Material provided:

===============

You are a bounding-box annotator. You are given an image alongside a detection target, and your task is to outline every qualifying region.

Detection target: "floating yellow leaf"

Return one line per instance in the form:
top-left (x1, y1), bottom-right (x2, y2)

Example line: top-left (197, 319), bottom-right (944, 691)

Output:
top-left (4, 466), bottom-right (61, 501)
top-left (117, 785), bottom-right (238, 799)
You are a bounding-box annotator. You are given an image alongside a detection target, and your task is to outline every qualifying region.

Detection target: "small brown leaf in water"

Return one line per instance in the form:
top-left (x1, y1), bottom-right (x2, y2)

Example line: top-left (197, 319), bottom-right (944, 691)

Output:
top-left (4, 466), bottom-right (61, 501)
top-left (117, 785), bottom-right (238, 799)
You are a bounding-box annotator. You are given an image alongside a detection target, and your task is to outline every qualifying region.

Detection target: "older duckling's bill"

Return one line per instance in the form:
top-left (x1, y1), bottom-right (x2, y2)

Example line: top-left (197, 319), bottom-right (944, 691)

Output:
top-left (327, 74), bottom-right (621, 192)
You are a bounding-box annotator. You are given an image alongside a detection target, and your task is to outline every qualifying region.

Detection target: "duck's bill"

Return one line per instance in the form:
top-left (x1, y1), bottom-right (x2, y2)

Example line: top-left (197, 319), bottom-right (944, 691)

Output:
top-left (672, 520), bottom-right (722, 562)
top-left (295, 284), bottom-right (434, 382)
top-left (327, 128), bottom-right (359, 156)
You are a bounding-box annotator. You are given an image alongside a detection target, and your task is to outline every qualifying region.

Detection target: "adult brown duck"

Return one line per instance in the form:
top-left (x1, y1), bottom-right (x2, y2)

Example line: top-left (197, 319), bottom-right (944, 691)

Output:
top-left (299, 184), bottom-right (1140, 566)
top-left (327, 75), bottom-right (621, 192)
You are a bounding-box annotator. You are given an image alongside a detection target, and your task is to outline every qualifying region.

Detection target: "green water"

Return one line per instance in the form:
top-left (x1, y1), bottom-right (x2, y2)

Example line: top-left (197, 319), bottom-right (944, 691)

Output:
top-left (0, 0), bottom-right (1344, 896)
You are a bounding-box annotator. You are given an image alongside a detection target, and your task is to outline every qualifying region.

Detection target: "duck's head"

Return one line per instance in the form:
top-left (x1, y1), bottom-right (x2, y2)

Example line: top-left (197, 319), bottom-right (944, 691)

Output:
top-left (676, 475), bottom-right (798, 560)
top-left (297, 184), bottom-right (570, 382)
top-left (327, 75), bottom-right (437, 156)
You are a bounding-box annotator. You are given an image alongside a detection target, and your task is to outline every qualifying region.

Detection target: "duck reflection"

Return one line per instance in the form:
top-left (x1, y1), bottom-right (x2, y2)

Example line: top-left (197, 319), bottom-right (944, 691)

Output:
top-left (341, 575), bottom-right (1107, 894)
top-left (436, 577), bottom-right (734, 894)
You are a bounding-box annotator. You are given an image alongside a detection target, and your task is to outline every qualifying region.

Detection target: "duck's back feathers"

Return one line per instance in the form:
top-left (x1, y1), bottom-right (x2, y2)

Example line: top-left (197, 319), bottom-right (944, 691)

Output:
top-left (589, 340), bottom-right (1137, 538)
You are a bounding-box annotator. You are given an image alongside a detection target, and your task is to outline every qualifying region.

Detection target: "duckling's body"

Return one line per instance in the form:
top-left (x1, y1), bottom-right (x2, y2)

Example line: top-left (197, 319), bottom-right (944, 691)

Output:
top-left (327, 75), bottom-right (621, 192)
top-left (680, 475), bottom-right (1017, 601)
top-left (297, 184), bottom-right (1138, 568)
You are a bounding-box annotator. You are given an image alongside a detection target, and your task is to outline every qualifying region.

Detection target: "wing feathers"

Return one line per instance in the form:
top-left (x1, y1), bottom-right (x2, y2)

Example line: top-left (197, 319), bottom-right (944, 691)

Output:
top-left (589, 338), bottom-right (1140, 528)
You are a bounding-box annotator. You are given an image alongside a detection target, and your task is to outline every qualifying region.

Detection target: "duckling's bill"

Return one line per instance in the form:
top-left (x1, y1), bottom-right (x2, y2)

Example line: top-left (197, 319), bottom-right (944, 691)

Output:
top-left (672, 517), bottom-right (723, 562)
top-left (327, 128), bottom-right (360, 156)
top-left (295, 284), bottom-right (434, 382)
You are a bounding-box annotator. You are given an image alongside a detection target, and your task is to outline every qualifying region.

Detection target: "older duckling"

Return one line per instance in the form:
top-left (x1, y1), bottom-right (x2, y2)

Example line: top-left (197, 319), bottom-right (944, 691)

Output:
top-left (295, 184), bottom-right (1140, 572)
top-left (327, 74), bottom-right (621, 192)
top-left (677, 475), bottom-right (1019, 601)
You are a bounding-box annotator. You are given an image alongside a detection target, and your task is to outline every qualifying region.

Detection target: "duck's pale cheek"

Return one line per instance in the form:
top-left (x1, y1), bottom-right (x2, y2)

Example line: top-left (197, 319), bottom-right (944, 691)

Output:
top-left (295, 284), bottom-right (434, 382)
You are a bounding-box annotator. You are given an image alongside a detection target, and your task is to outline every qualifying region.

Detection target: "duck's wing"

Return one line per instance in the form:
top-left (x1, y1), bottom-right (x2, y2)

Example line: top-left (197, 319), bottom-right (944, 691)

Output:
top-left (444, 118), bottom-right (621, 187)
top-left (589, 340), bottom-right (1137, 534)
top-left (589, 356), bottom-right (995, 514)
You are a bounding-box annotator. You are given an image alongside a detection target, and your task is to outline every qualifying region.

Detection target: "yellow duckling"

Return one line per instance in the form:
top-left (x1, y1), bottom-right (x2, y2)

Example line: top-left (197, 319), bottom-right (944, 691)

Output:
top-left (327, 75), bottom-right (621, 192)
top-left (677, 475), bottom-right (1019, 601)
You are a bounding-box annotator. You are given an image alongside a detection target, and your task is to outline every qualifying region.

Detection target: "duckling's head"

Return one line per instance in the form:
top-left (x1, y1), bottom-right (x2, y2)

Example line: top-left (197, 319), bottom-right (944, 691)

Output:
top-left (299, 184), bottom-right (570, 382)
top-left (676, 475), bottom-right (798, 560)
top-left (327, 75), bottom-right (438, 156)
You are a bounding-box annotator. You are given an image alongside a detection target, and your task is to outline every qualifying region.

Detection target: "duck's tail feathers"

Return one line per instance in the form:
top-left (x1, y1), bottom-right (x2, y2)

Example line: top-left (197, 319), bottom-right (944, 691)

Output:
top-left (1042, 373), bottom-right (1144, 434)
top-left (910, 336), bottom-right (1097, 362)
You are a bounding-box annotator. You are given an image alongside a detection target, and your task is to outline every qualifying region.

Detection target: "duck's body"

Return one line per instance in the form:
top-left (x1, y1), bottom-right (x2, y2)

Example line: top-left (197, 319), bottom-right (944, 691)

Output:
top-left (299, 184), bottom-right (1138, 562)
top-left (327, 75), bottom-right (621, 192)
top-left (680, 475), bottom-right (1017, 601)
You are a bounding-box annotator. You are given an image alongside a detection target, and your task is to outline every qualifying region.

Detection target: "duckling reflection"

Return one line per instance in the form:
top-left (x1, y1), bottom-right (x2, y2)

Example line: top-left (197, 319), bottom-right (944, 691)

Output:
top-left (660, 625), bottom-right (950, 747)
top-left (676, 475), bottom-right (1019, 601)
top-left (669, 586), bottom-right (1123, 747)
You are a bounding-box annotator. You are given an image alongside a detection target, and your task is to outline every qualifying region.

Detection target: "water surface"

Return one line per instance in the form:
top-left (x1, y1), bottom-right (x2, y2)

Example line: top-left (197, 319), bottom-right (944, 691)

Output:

===============

Work instructions: List every line in the entries above that contains the word "head", copying each line in full.

The response:
Detection target: "duck's head"
Detection target: "duckling's head"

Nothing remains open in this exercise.